SHORT EXERCISE: Copy every line of the material below verbatim, keeping each line's wording and order unchanged.

====

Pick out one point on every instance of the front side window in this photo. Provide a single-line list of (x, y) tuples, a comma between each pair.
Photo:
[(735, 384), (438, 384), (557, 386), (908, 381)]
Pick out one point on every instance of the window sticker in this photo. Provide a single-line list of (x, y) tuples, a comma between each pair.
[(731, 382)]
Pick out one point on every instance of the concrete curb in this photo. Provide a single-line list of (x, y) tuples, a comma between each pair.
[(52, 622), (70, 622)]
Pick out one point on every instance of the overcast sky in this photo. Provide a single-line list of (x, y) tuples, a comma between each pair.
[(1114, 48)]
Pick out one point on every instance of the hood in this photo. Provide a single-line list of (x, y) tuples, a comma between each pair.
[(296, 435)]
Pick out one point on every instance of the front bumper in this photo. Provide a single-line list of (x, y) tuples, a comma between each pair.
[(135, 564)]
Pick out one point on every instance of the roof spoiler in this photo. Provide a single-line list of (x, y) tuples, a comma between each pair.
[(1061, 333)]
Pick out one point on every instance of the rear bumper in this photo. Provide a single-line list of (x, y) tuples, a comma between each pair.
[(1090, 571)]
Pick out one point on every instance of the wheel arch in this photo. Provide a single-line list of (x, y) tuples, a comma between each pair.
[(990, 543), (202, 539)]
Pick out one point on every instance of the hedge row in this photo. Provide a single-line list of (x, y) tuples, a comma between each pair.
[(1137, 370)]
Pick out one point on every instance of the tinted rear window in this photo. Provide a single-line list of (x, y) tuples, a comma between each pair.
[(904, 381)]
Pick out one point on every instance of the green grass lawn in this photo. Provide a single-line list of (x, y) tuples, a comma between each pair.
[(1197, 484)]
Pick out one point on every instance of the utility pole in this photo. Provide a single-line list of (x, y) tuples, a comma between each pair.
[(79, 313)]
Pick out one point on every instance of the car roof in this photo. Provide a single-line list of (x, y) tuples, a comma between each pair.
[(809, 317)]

====

WRITTEN SOLUTION:
Pick out one point on every instance of the front side window in this photo. Provide a single-line list of (x, y) tuples, a comma between each pair.
Photo:
[(735, 384), (438, 384), (557, 386), (908, 381)]
Pick out one point on every instance of the window sticker in this photo. Provide a single-line list of (x, y) tuples, a comma between each pair.
[(731, 382)]
Pick out one point on every instance of the concrete curb in this photo. Provide a single-line list of (x, y) tuples, a comma between each pair.
[(52, 622), (70, 622)]
Pick out one point on every instance of the overcast sky in this photo. Provide a single-line list of (x, y) tuples, a comma between each pair.
[(1114, 48)]
Pick out one point on every instance of the hood in this photo. Provide a single-line list of (x, y) tuples, a comma between each pair.
[(296, 435)]
Pick out one point on every instance of the front bumper in this photo. Provide a single-line list of (x, y) tuples, a comma between each pair.
[(135, 564)]
Pick out one point on every instance of the roof spoiler in this photo. Provide a single-line list of (x, y) tuples, a comma between each pair.
[(1061, 333)]
Pick out one point on every instance of the rear bumper in this photo. Provide a single-line list of (x, y) tuples, a comma between each pair.
[(1090, 571)]
Pick out one point on every instance of the wheel arch in this photo. Provide a single-line list of (x, y) tuples, a comma between each pair.
[(990, 543), (202, 539)]
Pick out one point on every instance of the hedge row in this photo. Provide a single-line list of (x, y) tuples, a comma between each pair.
[(1137, 370)]
Pick out one point on every instance of the tinted rear window in this photo. Provide a single-line list of (x, y) tuples, a comma between each pair.
[(904, 381)]
Pick out one point on every instance of the green grass lawn in this photo. Provide a single-line list of (x, y) tuples, a comma between each pair.
[(1197, 484)]
Pick out one point on every instance of the utility pole in this photo. Provide a single-line list of (x, y) tuples, a comma between each pair.
[(79, 313)]
Pick out one point on every instance of the car roof in this photo. Provide a single-line list of (x, y) tuples, a comma between each pair.
[(809, 317)]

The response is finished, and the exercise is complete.